Start

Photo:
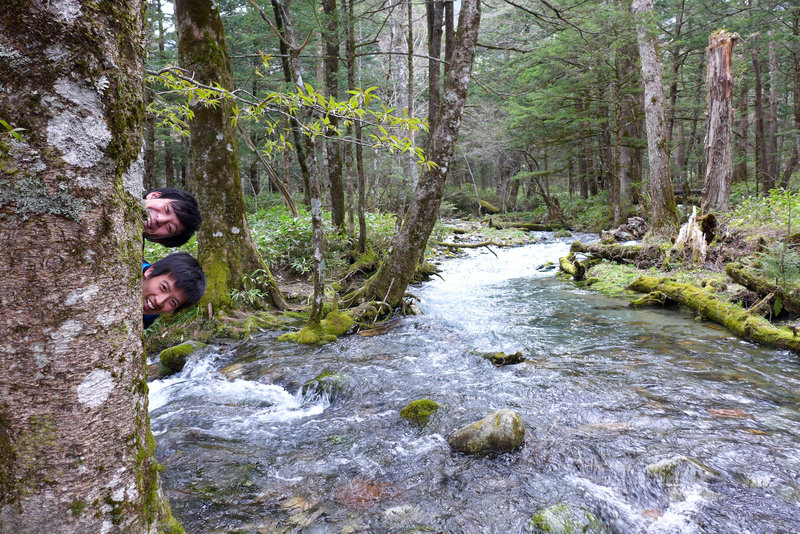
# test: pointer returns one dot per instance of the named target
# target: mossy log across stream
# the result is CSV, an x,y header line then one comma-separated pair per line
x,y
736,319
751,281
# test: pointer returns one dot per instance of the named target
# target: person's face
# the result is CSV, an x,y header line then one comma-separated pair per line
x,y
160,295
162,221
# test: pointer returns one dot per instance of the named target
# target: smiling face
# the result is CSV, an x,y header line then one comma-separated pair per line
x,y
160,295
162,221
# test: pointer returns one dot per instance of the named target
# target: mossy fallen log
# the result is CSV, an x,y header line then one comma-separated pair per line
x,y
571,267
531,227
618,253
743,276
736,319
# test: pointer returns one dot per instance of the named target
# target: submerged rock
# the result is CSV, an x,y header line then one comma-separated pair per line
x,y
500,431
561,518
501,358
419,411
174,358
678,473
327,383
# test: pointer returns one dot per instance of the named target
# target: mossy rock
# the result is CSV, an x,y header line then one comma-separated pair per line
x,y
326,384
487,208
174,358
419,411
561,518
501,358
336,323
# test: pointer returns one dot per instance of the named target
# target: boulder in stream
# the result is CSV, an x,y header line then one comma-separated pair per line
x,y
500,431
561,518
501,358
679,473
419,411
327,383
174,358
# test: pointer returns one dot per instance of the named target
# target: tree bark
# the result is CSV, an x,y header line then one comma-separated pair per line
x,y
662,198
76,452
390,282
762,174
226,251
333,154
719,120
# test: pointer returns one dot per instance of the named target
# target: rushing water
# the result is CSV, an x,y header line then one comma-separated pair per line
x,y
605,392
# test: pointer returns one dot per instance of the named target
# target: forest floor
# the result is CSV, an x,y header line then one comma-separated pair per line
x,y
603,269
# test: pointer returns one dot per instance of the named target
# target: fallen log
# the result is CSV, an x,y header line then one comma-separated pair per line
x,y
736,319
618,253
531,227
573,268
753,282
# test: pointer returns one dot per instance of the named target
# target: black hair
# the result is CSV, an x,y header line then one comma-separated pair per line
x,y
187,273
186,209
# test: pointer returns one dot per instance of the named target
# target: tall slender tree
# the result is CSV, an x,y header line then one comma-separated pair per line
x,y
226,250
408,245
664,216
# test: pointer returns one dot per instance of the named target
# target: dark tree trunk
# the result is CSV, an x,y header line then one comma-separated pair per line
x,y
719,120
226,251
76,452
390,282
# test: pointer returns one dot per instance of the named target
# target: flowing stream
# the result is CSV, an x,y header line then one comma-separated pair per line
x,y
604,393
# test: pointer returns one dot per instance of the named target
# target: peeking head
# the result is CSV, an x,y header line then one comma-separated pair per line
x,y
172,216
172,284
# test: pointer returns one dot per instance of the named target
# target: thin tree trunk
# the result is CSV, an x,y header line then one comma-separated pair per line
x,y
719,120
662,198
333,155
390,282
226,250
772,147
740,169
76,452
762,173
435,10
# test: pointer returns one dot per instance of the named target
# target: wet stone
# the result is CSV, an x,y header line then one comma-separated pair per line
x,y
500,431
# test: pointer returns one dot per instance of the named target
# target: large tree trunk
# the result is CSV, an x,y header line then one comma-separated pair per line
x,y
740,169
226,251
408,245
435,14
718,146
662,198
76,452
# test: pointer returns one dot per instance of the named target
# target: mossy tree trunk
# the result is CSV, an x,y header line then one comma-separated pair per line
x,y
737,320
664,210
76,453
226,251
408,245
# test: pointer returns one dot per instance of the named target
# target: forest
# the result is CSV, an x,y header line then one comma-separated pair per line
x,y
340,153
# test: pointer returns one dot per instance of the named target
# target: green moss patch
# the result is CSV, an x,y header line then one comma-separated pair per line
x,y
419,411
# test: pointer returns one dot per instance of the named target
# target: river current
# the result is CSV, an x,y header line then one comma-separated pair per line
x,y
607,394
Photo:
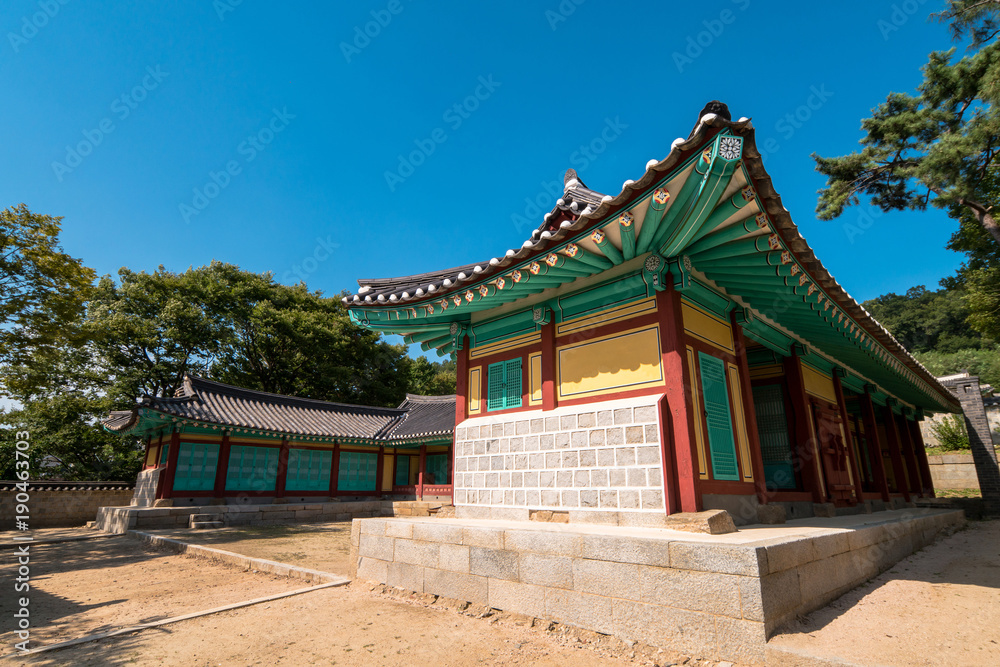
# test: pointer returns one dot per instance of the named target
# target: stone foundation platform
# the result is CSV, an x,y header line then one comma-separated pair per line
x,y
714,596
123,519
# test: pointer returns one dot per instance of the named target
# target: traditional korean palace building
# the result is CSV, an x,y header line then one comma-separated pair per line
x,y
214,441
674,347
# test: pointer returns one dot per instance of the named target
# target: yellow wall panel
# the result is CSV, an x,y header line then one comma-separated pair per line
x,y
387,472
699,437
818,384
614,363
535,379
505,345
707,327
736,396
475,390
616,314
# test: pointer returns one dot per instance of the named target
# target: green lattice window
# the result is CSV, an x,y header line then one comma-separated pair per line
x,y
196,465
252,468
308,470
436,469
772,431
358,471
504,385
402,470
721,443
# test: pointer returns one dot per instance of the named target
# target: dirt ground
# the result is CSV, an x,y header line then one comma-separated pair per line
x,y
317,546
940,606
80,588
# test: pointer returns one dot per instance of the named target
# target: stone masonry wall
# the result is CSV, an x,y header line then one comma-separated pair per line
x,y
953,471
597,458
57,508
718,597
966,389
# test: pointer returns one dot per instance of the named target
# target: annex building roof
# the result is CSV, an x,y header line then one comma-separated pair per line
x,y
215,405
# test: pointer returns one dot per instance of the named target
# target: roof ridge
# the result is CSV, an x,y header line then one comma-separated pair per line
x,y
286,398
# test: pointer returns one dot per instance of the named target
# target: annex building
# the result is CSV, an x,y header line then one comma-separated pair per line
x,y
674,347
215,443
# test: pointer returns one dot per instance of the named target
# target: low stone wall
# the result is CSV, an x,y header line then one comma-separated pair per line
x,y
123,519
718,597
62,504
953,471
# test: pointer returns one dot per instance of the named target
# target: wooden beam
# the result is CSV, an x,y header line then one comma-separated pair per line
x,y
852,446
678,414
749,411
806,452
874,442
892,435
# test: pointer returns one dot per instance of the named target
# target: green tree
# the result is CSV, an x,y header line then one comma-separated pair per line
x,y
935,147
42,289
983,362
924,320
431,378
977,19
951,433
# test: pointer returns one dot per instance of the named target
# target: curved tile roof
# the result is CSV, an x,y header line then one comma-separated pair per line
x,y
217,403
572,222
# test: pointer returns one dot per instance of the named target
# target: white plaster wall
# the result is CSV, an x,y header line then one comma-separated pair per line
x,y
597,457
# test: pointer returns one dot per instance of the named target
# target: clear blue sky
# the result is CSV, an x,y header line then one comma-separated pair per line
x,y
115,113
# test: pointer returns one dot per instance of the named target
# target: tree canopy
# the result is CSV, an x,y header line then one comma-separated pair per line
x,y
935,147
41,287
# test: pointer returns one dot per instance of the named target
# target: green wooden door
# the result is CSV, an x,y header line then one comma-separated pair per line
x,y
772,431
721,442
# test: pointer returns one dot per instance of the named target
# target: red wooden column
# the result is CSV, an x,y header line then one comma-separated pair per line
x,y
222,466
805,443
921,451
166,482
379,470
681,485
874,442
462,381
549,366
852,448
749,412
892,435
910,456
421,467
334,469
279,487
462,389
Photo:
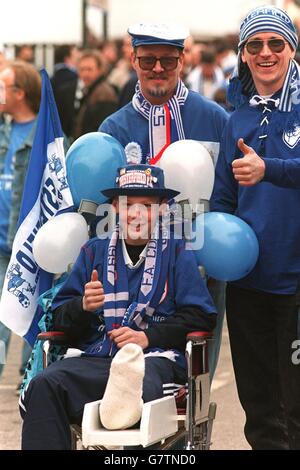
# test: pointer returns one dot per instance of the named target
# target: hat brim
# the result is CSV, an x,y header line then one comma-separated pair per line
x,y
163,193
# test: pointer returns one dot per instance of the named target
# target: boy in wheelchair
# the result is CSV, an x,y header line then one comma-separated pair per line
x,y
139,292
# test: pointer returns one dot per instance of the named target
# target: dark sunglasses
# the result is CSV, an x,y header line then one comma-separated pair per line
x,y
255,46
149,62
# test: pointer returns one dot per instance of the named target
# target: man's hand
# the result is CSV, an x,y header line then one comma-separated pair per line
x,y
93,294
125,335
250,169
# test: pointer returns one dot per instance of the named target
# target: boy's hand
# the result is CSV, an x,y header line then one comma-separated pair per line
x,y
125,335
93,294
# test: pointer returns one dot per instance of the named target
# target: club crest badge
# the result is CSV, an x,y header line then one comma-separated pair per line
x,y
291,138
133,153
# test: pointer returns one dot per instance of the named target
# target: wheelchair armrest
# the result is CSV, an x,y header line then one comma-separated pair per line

End

### EXERCISE INSTRUCTIONS
Repeat each record exactly as shown above, dropping all images.

### ANSWER FOR THIS EXERCISE
Photo:
# test: pointer returns one dot per instance of the named target
# target: mossy log across stream
# the result is CSV, an x,y header line then one comma-separated pair per line
x,y
736,319
751,281
# test: pointer returns one dot per instance of the named target
# target: person's face
# the result is CSV, an x,y header line then one comma-separated pair per line
x,y
160,295
162,221
# test: pointer returns one dot per instance of the named target
# target: smiling face
# the result is CSV, an x,y header line then one comma-separated pair per line
x,y
160,295
162,221
# test: pointer returns one dot per instance of the named target
# target: mossy fallen log
# the result is CSV, an x,y header line then one comma-separated pair per line
x,y
571,267
531,227
618,253
743,276
736,319
# test: pointer returns one dot per instance of the named target
# target: submerged rock
# the result is CSV, an x,y header line then one comma-separated pair per line
x,y
500,431
561,518
501,358
419,411
174,358
678,473
327,383
# test: pointer returns one dot per instance of the named target
# target: mossy rock
# the result is CSV, an x,y header line then one comma-separated pair per line
x,y
326,384
487,208
174,358
419,411
561,518
501,358
336,323
# test: pointer returns one dot per instance of the named target
# target: boulder in stream
# the result is CSV, an x,y header line then one comma-separated pair per line
x,y
500,431
561,518
501,358
679,473
419,411
327,383
174,358
# test: pointer returns one dot per instance of the named target
# target: tree bark
# the result is CSV, an x,y header line then one comma-separated pair per line
x,y
662,198
76,452
390,282
762,174
226,251
333,154
719,120
# test: pointer returns one dot per instance of the named target
# target: rushing water
# the result is CSV, an x,y header line then one comma-separated pair per line
x,y
605,392
# test: pointer returns one dot per instance of the named target
# target: forest floor
# the result is CSV, an x,y header line then one comma-separated pair per line
x,y
603,269
# test: pointer returns one dot per instance of the named target
# target: fallen log
# the result is CSV, an x,y header line then one comma-separated pair per line
x,y
736,319
618,253
531,227
573,268
753,282
# test: pointer returns one dot per instance of the named target
# target: black hair
# the result is CSV, an x,y header line then one comma-separated pair per line
x,y
187,273
186,209
# test: pointer returns one dot per instance of the named target
# target: tall slender tree
# the result is CSV, an x,y header line then one comma-separated pair per line
x,y
226,250
408,245
664,216
# test: pointer returns one dot per instance of the named target
# target: dark tree trunk
# the result is CSV, an x,y header line then one comma-separated pair per line
x,y
719,120
226,251
76,452
390,282
# test: pointer returns one dot per instance of the named target
# target: flowing stream
# the result is CSV, an x,y header line then one comma-separated pair per line
x,y
604,393
# test: pointer returns one dot per instance of the named target
# target: peeking head
# the result is CSV, an x,y header line then one comma-separated pair per line
x,y
172,216
172,284
# test: pointer returns one dot per instance of the named target
# target: thin tree trunk
# the result is CSV, an x,y header line then one comma-separated pair per line
x,y
719,120
662,198
333,155
390,282
226,250
772,147
740,169
76,452
762,173
435,10
# test: pointer returns one dot per instance of the named target
# target: wet stone
# the result is CSV, an x,y header line then one comma-separated pair per line
x,y
500,431
# test: pointer returns one dot per instance of the named target
# target: large tree trunk
# the result is CSV, an x,y header line then one comma-separated pair per line
x,y
740,169
226,251
408,245
435,14
718,146
662,198
76,452
# test: pointer returns one dot per instance of the named target
# target: mossy tree trunk
# the result is CSV, an x,y header line then one comma-separated pair per line
x,y
737,320
664,210
76,453
226,251
408,245
# test: pointer returns one dot per instance of the named target
# target: forest
# the result is CSV, an x,y header line then one comma-separated pair per line
x,y
340,153
# test: pointer returns one dot per instance of the named target
# target: green moss patch
# the result is CSV, an x,y header line then one comma-separated pair per line
x,y
419,411
# test: pointer returns one dot per instance of the named target
# target: river current
# the result is CSV, an x,y header line then one comma-separated pair per line
x,y
607,394
Photo:
# test: pointer returns one dot per instance of the named target
# target: stone foundation platform
# the result is CSV, an x,y header line then one comma-separated pair per line
x,y
714,596
123,519
# test: pointer returns one dot per instance of the named target
# target: traditional korean palace building
# the result is CSV, an x,y header line then one comma-separated pair per line
x,y
214,441
674,347
# test: pointer returns one dot per instance of the named target
# target: yellow wall panel
# the result is CSV, an x,y header line then one comma-separated pair per line
x,y
387,472
699,437
818,384
614,363
535,379
505,345
707,327
736,396
475,390
616,314
# test: pointer returns one dot per instance of the named target
# target: green lattice window
# the result is CSV, an x,y header line then one comma-separated pair per line
x,y
196,465
252,468
308,470
436,469
772,431
358,471
504,385
402,470
721,443
# test: pointer returns one dot per instance of the named target
# target: dirt ground
# the result is CSV, an x,y header line then one comma-separated pair per line
x,y
317,546
940,606
80,588
# test: pointer returns one dot per instance of the named target
# target: stone masonry wall
# the result is CSV, an x,y header line then one comma-separated pair per line
x,y
953,471
597,458
57,508
718,597
966,389
# test: pointer returns one dot per instance of the named target
# target: annex building roof
# the result is CSV, an x,y header line then one comma-separated pair per line
x,y
215,405
# test: pointer returns one dot per instance of the named target
# target: roof ridge
# the result is CSV, an x,y header line then one comma-separated pair per line
x,y
286,398
# test: pointer returns one dot per instance of the named target
# target: annex building
# the result is CSV, an x,y header line then one comma-separated pair per line
x,y
674,347
215,443
# test: pointer returns one dot per instance of the named target
# target: low stone wall
# the result is CSV, an x,y header line then one comma-separated pair per line
x,y
123,519
718,597
62,504
953,471
# test: pointer returns one dot per instance of the named target
# target: wooden beam
# the result is CSV, an x,y header line then one comma-separated pair per line
x,y
852,446
678,414
749,411
806,452
874,442
892,435
# test: pointer returns one dot per instance of the named target
# target: green tree
# the result is CSV, an x,y header line then one comma-separated pair per line
x,y
935,147
42,289
983,362
924,320
431,378
977,19
951,433
# test: pointer returns one dot per instance of the named target
# target: curved tile roof
# the result is CSV, an x,y header line then one comma-separated pair per line
x,y
217,403
572,222
# test: pointer returns one dot per instance of the named target
# target: white plaster wall
# the result is CSV, an x,y header line then one comma-separated pair per line
x,y
597,457
# test: pointer returns one dot per instance of the named target
# target: clear blue sky
# the result is CSV, an x,y header line then one comma-separated pair per line
x,y
115,113
# test: pointer returns one dot per instance of the named target
# target: tree canopy
# the result is CSV, an x,y header line then one comma-separated pair per line
x,y
935,147
41,287
# test: pointer returns one dot per instance of the named target
# target: green wooden door
# the result is CSV, an x,y header line then one comma-separated pair per line
x,y
772,431
721,442
# test: pointer returns one dot per instance of the named target
# target: red wooden column
# the result is CSV, an x,y header line then one comma-separated pair per line
x,y
222,466
805,443
921,451
166,482
379,470
681,485
874,442
462,381
549,366
852,448
749,412
892,435
910,456
421,467
334,469
279,487
462,389
Photo:
# test: pointer returns one dot per instance of the named target
# target: hat brim
# the result is CSV, an x,y header line then one comma-separated pair per line
x,y
163,193
# test: pointer returns one dot per instance of the named target
# target: boy in wheelchair
# the result is CSV, an x,y header line then one comma-separated pair per line
x,y
139,292
# test: pointer returns one dot per instance of the named target
# target: dark sunglasses
# the result is CSV, an x,y header line then one comma-separated pair per line
x,y
255,46
149,62
# test: pointer returns one dot per instance of the named target
# target: man's hand
# the result is CSV, an x,y header line then one comma-separated pair per line
x,y
93,294
125,335
250,169
# test: pointer returns one dot per instance of the named target
# target: boy's hand
# the result is CSV, an x,y header line then one comma-separated pair per line
x,y
125,335
93,294
# test: pointer returns one dot per instance of the named target
# target: club crest badge
# the result is CSV, an x,y header line then one comma-separated pair per line
x,y
291,138
133,153
# test: pointer returns one dot per instance of the named target
# target: wheelchair armrest
# the result is CSV, an x,y header line then one comma-separated pair per line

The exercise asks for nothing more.